Arquivo

Pachamama: agradecimento e perdão à Mãe-Terra

Cerimônia realizada anualmente com música, dança e comidas típicas no Noroeste da Argentina está de acordo com a lei da reciprocidade que, para os povos andinos, rege o universo

TEXTO Carolina Albuquerque

01 de Março de 2017

Versos do cancioneiro popular são entoados por músicos participantes da festa

Versos do cancioneiro popular são entoados por músicos participantes da festa

Foto Carolina Albuquerque

[conteúdo na íntegra | ed. 195 | março 2017]

Pela intensidade dos raios solares, já era perto de meio-dia. Muitos já estavam impacientes para a festa que se seguiria com dança, música e farta e típica comida da região de Cafayate, distrito de Salta, Noroeste da Argentina. Uma senhora se aproxima da apacheta. Os cabelos muito brancos contrastam com sua pele queimada, de traços indígenas. A apacheta é o nome indígena para o buraco feito na terra, dedicado a alimentar a Pachamama. A apacheta é a boca e o ventre da “Mãe-Terra” (tradução literal para Pachamama). Traduz o ato de alimentar e dar frutos. É o altar dedicado à divindade maior para os povos andinos. Mesmo sob uma postura envergada e com o auxílio de uma bengala, a senhora caminha assertiva em direção ao local. Oferta à terra: empanadas, alfajores, biscoitos etc. Em seguida, o vinho, “sangue divino”, e a água. Termina suas palavras e preces pedindo perdão à Pachamama. “Te peço que mostre o caminho verdadeiro, porque está perdido nosso mundo. Pela desunião. Porque não nos compreendemos. Pachamama, Mãe-Terra, tenha piedade de nós”.

**Trechos dos registros:**
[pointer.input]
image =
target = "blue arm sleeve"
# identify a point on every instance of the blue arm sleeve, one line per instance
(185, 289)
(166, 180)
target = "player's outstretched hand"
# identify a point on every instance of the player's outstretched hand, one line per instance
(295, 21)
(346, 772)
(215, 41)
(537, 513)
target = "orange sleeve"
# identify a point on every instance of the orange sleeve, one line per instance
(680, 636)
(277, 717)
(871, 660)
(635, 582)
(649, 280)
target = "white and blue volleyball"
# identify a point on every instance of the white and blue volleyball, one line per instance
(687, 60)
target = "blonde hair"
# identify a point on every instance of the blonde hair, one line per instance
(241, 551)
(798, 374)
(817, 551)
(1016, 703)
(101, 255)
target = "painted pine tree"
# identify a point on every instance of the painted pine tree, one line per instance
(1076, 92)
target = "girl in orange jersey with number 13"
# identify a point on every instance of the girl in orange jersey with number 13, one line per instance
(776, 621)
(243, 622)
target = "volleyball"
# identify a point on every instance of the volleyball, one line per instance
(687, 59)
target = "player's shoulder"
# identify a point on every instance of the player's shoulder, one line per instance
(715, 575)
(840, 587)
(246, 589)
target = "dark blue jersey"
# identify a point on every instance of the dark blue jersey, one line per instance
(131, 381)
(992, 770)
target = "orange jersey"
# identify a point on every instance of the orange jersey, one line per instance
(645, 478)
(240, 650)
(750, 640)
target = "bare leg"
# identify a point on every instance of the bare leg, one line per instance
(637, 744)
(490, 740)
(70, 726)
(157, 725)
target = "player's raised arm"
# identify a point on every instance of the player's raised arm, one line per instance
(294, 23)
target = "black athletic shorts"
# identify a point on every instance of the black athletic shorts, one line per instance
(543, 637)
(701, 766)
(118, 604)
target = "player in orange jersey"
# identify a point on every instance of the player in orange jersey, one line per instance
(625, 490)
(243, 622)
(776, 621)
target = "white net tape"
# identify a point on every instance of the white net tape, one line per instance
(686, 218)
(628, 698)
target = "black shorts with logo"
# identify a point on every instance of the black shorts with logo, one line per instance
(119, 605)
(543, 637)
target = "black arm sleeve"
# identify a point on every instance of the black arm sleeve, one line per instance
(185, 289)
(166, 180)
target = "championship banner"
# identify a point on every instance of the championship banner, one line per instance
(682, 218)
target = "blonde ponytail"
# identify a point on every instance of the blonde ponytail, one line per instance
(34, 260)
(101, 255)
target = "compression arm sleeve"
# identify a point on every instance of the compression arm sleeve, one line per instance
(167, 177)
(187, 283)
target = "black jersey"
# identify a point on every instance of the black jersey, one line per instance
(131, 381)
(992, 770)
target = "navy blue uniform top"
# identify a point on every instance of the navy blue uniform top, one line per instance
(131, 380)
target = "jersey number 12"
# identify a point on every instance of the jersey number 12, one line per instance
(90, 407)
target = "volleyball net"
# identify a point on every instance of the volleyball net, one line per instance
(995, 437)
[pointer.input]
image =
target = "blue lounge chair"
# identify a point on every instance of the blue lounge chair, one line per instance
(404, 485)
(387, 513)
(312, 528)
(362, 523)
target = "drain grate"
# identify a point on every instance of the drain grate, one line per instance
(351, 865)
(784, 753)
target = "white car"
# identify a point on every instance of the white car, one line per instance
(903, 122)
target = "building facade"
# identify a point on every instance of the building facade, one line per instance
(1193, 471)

**Exercícios:**
(a) Verifique se cada afirmação concorda com o texto sobre a Pachamama, respondendo sim ou não e citando as palavras do texto que decidem a questão: (i) a cerimônia é realizada todo ano no Noroeste da Argentina; (ii) a senhora que se aproxima da apacheta caminha sem nenhum apoio; (iii) a apacheta é o altar dedicado à divindade maior para os povos andinos.
(b) Informe quantas linhas, entre as que vêm depois do texto sobre a Pachamama, contêm a palavra "championship". Responda apenas com o número.

**Respostas por tarefa:**
(a)
(i) Sim: "Cerimônia realizada anualmente com música, dança e comidas típicas no Noroeste da Argentina".
(ii) Não: "Mesmo sob uma postura envergada e com o auxílio de uma bengala, a senhora caminha assertiva em direção ao local".
(iii) Sim: "É o altar dedicado à divindade maior para os povos andinos".

(b) 2